- Completa quanto segue:
A. Verifica se ciascuna delle seguenti affermazioni concorda con il testo sul mining di Bitcoin, rispondendo sì o no e citando alla lettera le parole del testo che lo stabiliscono. (i) Tra il 2017 e il 2018 il costo di un Bitcoin è cresciuto di oltre il mille percento. (ii) Nell'estrazione delle criptovalute il guadagno deriva dalla manodopera. (iii) I minatori adoperano un software per registrare le transazioni della moneta.
B. Prolunga il testo sul mining di Bitcoin, riprendendo subito dopo la sua ultima frase.

Dal 2017 al 2018, il costo di un Bitcoin è aumentato di oltre il mille percento. Questa rapida crescita ha piazzato in cima all’interesse generale, non solo degli esperti, il trend della criptomoneta, assieme alle modalità con cui minare la valuta digitale. Tutto infatti parte dal concetto del cosiddetto “mining”, cioè l’ottenimento dei vari coin tramite complessi processi a cui si sottopongono computer e vere e proprie server farm dedicate. Tuttavia, il mining di Bitcoin introduce una serie di rischi per la sicurezza. In che modo?
L’estrazione delle criptovalute è simile al lavoro in una vera miniera: si scava e si scava per arrivare all’oro. Solo che invece di manodopera, il guadagno qui si ha con il tuo tempo e la potenza di elaborazione del computer. I “minatori”, come vengono chiamati, non fanno altro che adoperare un software per registrare le transazioni della moneta e, nel frattempo, risolvere le operazioni matematiche che portano all’ottenimento di piccole parti di Bitcoin o di qualsiasi altro surrogato. Quali sono dunque i rischi?

(Voci tratte da una fonte di dati)
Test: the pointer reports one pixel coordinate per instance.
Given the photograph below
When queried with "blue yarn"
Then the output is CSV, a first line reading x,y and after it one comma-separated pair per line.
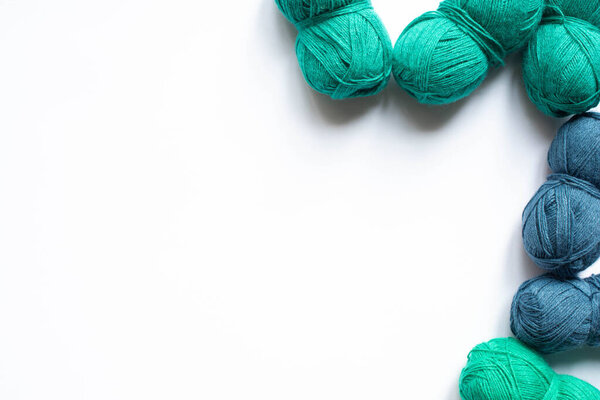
x,y
552,314
561,224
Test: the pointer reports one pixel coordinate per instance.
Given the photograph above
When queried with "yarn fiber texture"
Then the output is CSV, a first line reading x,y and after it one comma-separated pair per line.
x,y
443,55
561,66
505,369
553,315
561,224
342,46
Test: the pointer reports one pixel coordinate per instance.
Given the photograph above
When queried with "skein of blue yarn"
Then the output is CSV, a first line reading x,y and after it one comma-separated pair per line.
x,y
561,224
551,314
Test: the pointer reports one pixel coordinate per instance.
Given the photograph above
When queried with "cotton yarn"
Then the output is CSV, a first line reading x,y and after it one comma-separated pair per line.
x,y
505,369
342,46
443,55
561,224
561,66
552,314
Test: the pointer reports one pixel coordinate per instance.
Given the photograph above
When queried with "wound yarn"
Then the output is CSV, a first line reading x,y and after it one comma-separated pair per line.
x,y
561,66
561,224
505,369
443,55
342,46
552,314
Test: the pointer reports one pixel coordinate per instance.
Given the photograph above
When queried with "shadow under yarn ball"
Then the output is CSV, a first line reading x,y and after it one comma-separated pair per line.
x,y
505,369
552,315
561,224
343,48
561,66
443,55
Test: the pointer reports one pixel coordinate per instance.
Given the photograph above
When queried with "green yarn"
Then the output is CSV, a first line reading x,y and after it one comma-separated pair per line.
x,y
505,369
343,48
443,55
561,67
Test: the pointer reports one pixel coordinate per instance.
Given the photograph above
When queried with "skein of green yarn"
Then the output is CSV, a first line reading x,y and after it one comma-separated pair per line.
x,y
505,369
443,55
561,66
343,48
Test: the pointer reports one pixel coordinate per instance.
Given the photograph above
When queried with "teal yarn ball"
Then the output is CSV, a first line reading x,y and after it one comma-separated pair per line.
x,y
561,66
553,315
505,369
561,224
443,55
342,46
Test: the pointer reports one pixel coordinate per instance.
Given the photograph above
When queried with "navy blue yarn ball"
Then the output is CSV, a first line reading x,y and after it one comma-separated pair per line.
x,y
561,224
576,149
552,314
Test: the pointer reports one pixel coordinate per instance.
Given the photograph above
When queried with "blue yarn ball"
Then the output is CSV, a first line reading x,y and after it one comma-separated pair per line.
x,y
553,315
576,149
561,224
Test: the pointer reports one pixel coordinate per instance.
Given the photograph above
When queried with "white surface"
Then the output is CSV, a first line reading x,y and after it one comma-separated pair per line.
x,y
181,217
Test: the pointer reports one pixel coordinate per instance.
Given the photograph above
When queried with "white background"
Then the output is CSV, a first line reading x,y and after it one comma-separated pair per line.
x,y
181,217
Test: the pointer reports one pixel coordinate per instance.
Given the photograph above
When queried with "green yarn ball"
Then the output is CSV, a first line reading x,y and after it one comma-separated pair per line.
x,y
443,55
505,369
343,48
561,66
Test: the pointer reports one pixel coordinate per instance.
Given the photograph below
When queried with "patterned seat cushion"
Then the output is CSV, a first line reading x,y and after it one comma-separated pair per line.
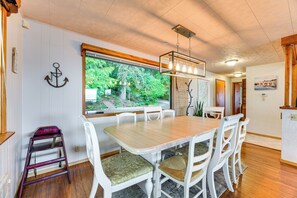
x,y
176,167
124,167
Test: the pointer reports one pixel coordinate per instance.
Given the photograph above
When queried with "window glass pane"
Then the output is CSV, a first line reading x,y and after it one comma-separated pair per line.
x,y
113,87
203,92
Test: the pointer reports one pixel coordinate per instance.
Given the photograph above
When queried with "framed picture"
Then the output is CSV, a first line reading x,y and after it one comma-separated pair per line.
x,y
265,83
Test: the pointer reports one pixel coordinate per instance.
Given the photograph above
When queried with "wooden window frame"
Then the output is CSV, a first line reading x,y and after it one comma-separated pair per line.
x,y
87,47
2,75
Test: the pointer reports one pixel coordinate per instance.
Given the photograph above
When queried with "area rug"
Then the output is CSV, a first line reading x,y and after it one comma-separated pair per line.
x,y
170,188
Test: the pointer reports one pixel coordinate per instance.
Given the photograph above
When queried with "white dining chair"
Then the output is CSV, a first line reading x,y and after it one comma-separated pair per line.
x,y
125,116
215,112
236,155
152,113
224,147
168,113
187,170
118,171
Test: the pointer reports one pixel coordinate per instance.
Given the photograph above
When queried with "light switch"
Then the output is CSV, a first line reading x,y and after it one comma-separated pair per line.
x,y
294,117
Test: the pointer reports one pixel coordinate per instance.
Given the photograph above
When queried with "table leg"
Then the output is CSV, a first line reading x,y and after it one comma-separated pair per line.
x,y
156,159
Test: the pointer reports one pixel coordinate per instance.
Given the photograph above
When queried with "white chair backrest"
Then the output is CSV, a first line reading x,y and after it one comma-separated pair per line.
x,y
152,113
93,152
226,137
200,162
126,115
168,113
241,132
216,112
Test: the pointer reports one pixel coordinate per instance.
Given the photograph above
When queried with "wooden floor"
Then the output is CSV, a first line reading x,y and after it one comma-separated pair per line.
x,y
265,177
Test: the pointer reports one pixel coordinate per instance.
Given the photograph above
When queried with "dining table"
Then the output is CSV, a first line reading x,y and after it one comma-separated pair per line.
x,y
150,138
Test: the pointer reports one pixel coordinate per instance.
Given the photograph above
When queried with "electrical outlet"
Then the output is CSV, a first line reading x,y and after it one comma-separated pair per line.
x,y
76,148
294,117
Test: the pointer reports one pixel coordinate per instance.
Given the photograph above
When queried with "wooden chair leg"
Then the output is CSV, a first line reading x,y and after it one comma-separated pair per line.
x,y
211,184
94,187
25,172
66,160
204,187
233,161
239,162
186,191
227,176
149,187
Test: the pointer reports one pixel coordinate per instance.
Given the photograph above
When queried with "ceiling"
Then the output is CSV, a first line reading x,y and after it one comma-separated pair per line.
x,y
248,30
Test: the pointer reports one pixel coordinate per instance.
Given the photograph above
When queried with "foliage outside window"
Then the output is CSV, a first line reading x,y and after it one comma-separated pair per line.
x,y
203,92
113,87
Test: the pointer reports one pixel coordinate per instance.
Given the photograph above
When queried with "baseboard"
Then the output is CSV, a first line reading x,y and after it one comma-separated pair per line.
x,y
288,162
263,135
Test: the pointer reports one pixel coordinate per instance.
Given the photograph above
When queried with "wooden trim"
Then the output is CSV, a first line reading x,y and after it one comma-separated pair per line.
x,y
233,96
5,136
288,162
287,74
86,47
2,76
288,108
289,40
83,53
263,135
224,93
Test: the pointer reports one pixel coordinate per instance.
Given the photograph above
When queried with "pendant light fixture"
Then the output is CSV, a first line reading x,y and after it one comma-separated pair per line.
x,y
177,64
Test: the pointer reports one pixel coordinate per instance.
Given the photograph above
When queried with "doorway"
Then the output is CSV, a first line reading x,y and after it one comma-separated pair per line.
x,y
220,93
236,97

- Esiti delle attività:
A.
(i) Sì: «Dal 2017 al 2018, il costo di un Bitcoin è aumentato di oltre il mille percento.»
(ii) No: «Solo che invece di manodopera, il guadagno qui si ha con il tuo tempo e la potenza di elaborazione del computer.»
(iii) Sì: «I “minatori”, come vengono chiamati, non fanno altro che adoperare un software per registrare le transazioni della moneta»

B.
Con la maturazione della valuta digitale, il mining è diventato sempre più impegnativo. All’inizio un utente poteva estrarre i dati sul proprio computer di casa e guadagnare una buona quantità di moneta digitale, ma successivamente i problemi matematici sono diventati così complicati da richiedere una notevole quantità di energia di calcolo. Ed è qui che subentrano i rischi. Poiché i minatori hanno bisogno di una quantità crescente di energia per guadagnare, alcuni hanno iniziato a compromettere le reti Wi-Fi pubbliche in modo da accedere ai dispositivi altrui connessi, anche mobili, per estrarre bitcoin. Il caso più recente racconta di un bar di Buenos Aires dove il network privato è stato infettato da un malware che ha causato un ritardo di 10 secondi al collegamento; un lasso di tempo utile a terzi per entrare nei laptop degli utenti ed effettuare il mining. In pratica, una persona poteva non accorgersi di nulla, se non di rallentamenti nell’esecuzione dei programmi e nella navigazione, mentre dall’esterno qualcuno stava usando la potenza di calcolo per estrarre soldi.
Oltre alle reti Wi-Fi pubbliche, milioni di siti sono stati compromessi per violare portatili, computer, smartphone e tablet col fine di effettuare attività di mining. Il problema è così diffuso che si ritiene che più di 1 miliardo di terminali siano attualmente rallentati dal criptomining, ovvero l’occupazione della memoria per estrarre moneta altrove. E non è tutto: al di là del rallentamento, è comprovato che sovraccaricare lo smartphone (così come un laptop o qualunque altro punto di accesso) possa causare un surriscaldamento della batteria e, in teoria, portare a danni concreti nel giro di poco tempo.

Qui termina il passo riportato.